* Problems
- 1) From the Stanley Stellar biography, return the passage from "In 1976, Stellar" to "cruised for sex." word for word.
- 2) According to the Stanley Stellar biography, where did Stellar study graphic design and photography?

* Page
■ ■ ■ ■ ■ ■ ■

Stanley Stellar (born 1945) is an American photographer, living in Manhattan, who has photographed gay men in the West Village there since 1976. His work is included in the collection of Harvard Art Museums, as well as in the Artifacts at the End of a Decade portfolio, a copy of which is held in the collection of the Museum of Modern Art in New York.

Life and work
Stellar was born in New York City, growing up in Brooklyn in the 1950s and 1960s. He studied graphic design and photography at Parsons School of Design in New York City then began working as art director at Art Direction, an advertising agency.

In 1976, Stellar purchased a professional camera and began photographing the gay scene on the streets of Manhattan's West Village including Christopher Street, and on the Christopher Street Pier where men cruised for sex.

Publications

Books of work by Stellar
The Beauty of All Men, Photographs 1976–2011. All Saints, 2011. .

■ ■ ■ ■ ■ ■ ■

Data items
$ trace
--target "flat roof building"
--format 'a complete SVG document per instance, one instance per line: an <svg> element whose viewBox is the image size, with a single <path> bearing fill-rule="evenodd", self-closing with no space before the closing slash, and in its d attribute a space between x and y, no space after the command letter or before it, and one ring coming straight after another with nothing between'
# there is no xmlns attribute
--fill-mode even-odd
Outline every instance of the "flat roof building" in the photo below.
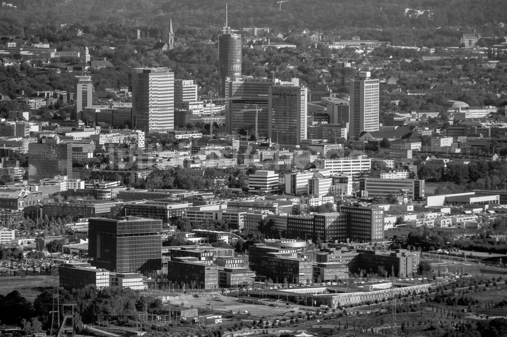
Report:
<svg viewBox="0 0 507 337"><path fill-rule="evenodd" d="M91 267L89 263L65 263L58 267L60 286L67 289L82 289L93 284L97 289L110 286L109 271Z"/></svg>
<svg viewBox="0 0 507 337"><path fill-rule="evenodd" d="M169 280L177 284L201 289L216 289L219 287L218 266L196 258L175 258L167 263Z"/></svg>
<svg viewBox="0 0 507 337"><path fill-rule="evenodd" d="M154 272L162 262L162 220L127 217L90 219L91 264L117 273Z"/></svg>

■ ■ ■ ■ ■ ■ ■

* The replies
- 1)
In 1976, Stellar purchased a professional camera and began photographing the gay scene on the streets of Manhattan's West Village including Christopher Street, and on the Christopher Street Pier where men cruised for sex.

- 2) At Parsons School of Design in New York City.